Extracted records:
BEGIN

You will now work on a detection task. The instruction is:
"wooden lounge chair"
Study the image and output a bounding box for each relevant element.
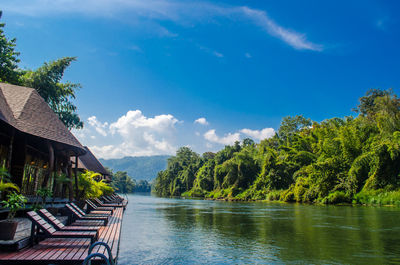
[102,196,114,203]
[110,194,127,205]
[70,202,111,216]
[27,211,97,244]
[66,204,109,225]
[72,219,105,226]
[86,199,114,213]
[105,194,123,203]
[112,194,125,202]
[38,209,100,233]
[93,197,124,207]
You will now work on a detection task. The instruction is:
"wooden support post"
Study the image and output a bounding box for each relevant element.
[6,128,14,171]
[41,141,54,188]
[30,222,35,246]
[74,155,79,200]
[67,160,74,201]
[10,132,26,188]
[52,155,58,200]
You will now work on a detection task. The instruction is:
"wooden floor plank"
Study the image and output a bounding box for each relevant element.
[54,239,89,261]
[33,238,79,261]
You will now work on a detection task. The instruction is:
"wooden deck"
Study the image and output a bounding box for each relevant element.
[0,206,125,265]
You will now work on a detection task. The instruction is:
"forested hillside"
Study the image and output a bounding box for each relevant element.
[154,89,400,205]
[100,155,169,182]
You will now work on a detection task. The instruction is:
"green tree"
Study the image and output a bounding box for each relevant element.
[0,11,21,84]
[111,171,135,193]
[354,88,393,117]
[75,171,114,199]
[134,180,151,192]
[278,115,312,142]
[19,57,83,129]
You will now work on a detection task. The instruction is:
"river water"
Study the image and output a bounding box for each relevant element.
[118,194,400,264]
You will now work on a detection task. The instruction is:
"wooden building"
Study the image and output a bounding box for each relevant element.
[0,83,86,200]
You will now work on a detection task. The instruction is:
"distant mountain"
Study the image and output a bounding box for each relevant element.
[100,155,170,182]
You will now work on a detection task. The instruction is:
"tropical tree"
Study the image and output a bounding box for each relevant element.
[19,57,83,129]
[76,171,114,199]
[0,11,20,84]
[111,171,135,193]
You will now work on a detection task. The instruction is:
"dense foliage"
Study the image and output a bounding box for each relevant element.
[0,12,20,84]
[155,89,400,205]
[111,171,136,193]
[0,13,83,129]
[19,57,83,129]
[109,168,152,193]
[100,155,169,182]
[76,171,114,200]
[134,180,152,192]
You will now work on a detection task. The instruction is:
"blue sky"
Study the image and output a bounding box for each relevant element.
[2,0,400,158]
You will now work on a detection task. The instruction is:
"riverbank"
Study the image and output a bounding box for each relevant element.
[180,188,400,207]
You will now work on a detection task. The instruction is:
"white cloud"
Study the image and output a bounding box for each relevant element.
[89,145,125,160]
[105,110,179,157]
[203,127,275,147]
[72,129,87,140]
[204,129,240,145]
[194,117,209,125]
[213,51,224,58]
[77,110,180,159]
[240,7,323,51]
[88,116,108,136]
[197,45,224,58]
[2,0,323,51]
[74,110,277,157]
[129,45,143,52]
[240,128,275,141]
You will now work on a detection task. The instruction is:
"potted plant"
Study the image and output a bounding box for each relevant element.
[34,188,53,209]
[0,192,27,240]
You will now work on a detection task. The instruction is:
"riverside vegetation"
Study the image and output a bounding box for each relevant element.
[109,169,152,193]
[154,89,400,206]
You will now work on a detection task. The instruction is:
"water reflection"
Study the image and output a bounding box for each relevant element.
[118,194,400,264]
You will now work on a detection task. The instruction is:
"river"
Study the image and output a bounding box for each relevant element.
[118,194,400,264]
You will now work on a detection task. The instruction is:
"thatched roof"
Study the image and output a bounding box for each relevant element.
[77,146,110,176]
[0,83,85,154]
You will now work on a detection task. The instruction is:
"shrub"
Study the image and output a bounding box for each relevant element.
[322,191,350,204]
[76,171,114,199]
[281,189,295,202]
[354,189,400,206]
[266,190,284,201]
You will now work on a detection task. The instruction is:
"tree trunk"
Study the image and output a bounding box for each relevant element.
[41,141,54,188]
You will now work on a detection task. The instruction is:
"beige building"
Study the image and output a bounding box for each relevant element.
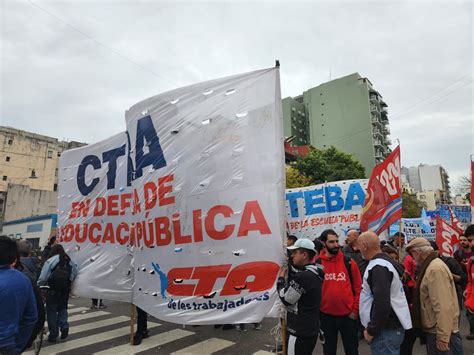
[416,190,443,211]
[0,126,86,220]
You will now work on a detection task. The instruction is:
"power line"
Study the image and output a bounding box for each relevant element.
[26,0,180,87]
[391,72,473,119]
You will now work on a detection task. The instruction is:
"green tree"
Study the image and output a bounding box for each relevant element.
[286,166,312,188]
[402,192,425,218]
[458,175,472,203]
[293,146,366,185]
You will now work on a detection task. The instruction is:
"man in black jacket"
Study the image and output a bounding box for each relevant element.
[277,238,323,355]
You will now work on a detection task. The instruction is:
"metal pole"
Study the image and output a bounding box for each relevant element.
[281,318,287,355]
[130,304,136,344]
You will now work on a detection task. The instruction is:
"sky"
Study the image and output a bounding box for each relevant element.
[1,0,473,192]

END
BEGIN

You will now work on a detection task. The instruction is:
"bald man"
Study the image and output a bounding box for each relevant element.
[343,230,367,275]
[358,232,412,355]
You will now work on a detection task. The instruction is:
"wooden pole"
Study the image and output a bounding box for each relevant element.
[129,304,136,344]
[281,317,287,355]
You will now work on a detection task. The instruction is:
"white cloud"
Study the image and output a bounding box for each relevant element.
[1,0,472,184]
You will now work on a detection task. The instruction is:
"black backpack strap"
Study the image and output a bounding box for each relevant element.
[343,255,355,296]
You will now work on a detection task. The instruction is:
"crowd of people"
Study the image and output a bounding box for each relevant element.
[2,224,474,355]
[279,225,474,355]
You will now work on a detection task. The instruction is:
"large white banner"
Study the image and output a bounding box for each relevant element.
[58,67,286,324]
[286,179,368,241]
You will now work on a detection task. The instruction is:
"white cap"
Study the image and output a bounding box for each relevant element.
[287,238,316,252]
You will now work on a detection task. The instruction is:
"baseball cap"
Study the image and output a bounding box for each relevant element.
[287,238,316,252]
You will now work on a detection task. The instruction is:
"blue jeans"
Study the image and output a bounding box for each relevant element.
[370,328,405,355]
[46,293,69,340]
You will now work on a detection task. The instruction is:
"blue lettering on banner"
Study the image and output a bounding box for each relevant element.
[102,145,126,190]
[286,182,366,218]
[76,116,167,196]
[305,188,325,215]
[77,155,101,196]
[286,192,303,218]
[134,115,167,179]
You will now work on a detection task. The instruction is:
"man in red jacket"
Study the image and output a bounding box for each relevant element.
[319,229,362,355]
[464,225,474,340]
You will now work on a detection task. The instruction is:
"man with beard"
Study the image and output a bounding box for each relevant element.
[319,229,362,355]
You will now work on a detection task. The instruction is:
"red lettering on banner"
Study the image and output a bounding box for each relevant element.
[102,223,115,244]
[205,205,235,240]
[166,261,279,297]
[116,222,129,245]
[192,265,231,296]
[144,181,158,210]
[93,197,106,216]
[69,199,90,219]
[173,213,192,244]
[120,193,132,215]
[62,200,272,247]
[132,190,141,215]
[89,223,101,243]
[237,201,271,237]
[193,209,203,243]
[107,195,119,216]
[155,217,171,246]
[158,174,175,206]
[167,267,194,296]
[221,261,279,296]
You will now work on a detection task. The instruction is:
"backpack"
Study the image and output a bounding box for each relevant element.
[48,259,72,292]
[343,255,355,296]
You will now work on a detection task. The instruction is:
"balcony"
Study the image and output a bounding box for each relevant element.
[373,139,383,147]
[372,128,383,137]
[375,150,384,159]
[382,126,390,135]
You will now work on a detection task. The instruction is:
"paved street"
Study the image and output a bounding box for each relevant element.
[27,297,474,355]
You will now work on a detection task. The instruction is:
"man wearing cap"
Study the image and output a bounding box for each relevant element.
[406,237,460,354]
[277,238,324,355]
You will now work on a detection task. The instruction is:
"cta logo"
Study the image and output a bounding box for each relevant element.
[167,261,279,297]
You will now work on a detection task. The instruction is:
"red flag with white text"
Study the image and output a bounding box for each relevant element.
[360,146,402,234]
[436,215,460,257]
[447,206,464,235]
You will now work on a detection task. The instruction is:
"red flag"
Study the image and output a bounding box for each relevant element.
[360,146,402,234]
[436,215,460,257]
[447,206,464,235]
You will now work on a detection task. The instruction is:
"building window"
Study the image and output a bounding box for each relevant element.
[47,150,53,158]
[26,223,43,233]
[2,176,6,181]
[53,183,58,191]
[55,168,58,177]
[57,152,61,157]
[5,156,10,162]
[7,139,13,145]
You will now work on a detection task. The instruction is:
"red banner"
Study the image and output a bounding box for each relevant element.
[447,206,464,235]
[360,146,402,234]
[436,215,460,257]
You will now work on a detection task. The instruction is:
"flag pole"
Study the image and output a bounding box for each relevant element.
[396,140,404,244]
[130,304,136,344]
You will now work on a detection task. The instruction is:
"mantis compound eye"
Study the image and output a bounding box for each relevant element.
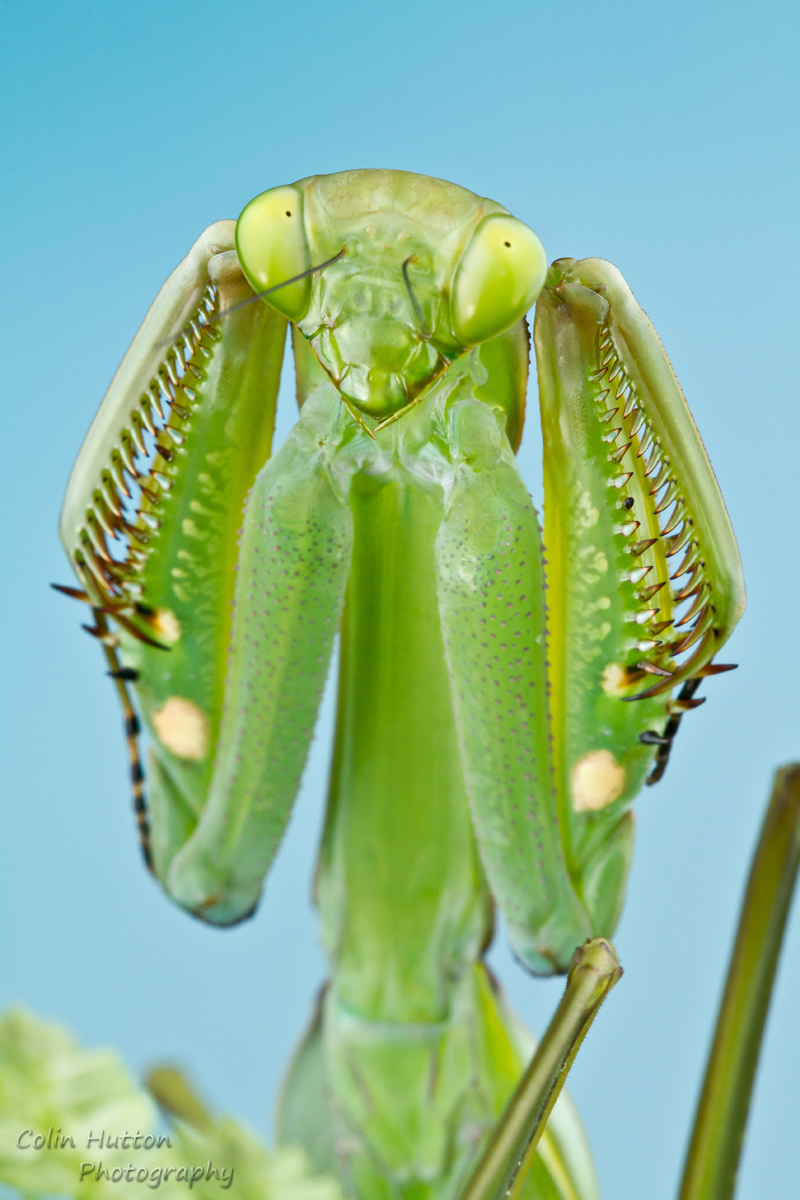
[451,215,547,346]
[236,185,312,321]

END
BEGIN

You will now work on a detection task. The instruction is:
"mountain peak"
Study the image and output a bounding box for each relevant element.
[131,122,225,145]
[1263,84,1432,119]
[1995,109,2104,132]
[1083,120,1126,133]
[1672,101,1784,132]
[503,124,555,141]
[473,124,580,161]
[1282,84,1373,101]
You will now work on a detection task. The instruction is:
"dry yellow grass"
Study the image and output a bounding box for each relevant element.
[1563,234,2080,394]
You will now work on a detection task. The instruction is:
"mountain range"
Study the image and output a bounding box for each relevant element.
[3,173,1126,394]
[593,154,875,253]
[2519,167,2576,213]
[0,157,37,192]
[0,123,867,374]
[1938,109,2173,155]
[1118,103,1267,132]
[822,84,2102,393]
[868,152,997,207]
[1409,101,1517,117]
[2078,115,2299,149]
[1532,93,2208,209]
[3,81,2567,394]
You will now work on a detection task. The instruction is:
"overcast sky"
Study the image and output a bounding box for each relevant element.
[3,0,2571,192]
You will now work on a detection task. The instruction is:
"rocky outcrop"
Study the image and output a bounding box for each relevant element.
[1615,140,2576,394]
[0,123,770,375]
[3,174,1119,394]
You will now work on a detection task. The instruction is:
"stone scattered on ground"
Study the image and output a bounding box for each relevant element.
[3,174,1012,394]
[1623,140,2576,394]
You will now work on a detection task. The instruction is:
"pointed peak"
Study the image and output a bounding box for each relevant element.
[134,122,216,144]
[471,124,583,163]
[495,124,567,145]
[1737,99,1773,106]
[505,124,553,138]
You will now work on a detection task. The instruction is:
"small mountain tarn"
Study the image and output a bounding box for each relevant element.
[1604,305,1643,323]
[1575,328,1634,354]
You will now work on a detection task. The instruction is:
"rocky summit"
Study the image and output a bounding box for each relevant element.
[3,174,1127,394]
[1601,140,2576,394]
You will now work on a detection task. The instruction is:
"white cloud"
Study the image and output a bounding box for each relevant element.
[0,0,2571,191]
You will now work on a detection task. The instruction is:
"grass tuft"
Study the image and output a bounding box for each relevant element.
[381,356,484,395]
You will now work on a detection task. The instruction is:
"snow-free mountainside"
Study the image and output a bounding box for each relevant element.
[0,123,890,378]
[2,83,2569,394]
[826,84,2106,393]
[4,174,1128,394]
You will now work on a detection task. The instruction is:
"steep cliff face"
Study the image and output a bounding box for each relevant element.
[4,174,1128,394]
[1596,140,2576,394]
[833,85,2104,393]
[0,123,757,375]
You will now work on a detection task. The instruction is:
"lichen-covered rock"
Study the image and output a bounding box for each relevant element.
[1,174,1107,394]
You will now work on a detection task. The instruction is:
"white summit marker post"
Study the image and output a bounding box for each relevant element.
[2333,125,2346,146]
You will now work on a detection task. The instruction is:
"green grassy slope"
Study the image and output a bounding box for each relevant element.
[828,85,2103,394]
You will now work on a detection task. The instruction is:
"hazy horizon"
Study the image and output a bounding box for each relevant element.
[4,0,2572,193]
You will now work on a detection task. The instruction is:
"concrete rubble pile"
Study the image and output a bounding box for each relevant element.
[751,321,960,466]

END

ASSIGNMENT: Only the lines with "blue" are needed; find them in the records and copy each one.

SOLUTION:
"blue sky"
"blue jeans"
"blue lettering on banner"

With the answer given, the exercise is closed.